▼

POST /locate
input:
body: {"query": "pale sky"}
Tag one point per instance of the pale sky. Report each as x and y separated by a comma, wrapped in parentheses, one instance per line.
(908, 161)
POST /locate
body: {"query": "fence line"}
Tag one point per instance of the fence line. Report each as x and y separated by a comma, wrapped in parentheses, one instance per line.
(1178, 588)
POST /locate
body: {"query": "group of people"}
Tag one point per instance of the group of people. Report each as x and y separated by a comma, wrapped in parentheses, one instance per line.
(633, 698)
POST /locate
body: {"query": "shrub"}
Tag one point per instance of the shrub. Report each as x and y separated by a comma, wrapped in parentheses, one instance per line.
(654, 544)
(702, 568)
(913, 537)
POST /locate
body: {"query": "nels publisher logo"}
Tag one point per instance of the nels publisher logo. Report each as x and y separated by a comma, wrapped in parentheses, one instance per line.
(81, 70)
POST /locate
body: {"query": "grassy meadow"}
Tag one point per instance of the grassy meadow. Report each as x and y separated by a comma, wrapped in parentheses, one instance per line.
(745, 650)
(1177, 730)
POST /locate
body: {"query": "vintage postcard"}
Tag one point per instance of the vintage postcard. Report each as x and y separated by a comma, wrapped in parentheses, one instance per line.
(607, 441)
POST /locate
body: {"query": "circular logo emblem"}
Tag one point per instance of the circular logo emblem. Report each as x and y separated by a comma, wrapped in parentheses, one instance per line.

▲

Each line of the listing should be copied exactly.

#### Response box
POST /locate
input:
body: {"query": "pale sky"}
Tag one point per instance of the pale sky. Report each as x and y separated by a comma, wrapped in parentheses, one instance per line.
(908, 161)
POST /locate
body: {"query": "fence line"}
Tag one point per instance of the fence line. Report each as x and y separated by a comma, wrapped in parentheses, one instance per line.
(1178, 588)
POST /locate
body: {"query": "group of people"}
Tag one point per instance of the group of people. Report each as x and y separated by a comma, wrapped in parentheses, one instance per line.
(633, 698)
POST /locate
body: {"query": "shrub"}
Tag one point per instance of the shrub. Report each as x and y separated by a comma, wrapped in parentheses, one instance per line.
(654, 544)
(702, 568)
(913, 537)
POST /locate
body: {"query": "nels publisher logo"}
Tag one point per instance of the nels publisher logo. Report each as x and y separated by a comma, wrapped in parentheses, one instance per line.
(81, 70)
POST /locate
body: {"query": "grassy meadow"}
Tag one point per instance of the grassy meadow. Report each as x and y separated by a comma, wrapped in parentheses, one instance per line.
(745, 650)
(1177, 730)
POST /locate
body: {"query": "vintage postcard"}
Tag one point per instance of the vintage postcard. Report each as x and y separated by a comma, wrapped in parentheses, one instance per line.
(607, 441)
POST /locate
body: {"query": "circular logo emblem"}
Tag one point per instance of the circular logo emblem. Report each as x and y separated by a comma, wrapped in parentheses, one instance per line.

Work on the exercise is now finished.